AUFGABENSTELLUNG.
Führe jede Zeile der folgenden Datensätze auf, die das Wort „baby“ enthält. Achte dabei auf Groß- und Kleinschreibung.
※
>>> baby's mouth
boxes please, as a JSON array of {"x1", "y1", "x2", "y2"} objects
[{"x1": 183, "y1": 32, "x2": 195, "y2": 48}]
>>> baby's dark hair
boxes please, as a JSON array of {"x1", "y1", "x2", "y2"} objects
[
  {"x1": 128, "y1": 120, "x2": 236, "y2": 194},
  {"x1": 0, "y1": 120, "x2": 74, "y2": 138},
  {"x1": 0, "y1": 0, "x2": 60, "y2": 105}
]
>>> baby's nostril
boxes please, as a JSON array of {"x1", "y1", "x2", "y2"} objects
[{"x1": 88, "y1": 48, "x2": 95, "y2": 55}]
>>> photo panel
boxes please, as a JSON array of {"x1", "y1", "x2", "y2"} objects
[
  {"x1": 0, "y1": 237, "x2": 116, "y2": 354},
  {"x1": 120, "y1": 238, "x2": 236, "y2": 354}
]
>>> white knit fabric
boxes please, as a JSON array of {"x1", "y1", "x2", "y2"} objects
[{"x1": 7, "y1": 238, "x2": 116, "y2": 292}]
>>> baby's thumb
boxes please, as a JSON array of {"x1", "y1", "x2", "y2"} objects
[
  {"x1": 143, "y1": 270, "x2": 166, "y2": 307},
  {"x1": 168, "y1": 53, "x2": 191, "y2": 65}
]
※
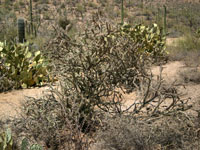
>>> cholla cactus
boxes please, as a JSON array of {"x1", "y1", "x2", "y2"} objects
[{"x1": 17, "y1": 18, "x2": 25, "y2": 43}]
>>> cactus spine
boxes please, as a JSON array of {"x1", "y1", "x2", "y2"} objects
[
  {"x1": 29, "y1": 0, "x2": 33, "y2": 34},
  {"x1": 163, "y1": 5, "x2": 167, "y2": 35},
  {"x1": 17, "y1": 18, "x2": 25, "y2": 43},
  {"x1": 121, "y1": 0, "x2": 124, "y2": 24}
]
※
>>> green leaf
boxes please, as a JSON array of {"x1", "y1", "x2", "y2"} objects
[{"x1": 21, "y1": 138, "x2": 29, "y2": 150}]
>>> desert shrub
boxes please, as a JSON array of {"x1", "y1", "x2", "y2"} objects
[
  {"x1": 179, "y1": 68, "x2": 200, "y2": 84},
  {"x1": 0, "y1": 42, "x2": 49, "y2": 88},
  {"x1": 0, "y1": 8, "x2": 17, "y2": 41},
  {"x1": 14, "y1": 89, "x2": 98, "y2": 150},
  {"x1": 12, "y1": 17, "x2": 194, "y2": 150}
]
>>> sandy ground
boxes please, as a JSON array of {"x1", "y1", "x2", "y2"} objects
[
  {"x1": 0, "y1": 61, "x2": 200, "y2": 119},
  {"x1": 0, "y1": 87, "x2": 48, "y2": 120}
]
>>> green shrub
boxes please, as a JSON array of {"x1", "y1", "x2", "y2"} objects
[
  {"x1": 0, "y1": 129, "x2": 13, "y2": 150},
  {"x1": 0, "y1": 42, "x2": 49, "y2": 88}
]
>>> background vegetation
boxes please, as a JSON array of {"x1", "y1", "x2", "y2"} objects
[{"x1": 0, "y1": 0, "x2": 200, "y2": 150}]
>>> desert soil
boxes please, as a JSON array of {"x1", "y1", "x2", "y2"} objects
※
ERGEBNIS DER AUFGABE.
>>> baby's mouth
>>> baby's dark hair
>>> baby's nostril
>>> baby's thumb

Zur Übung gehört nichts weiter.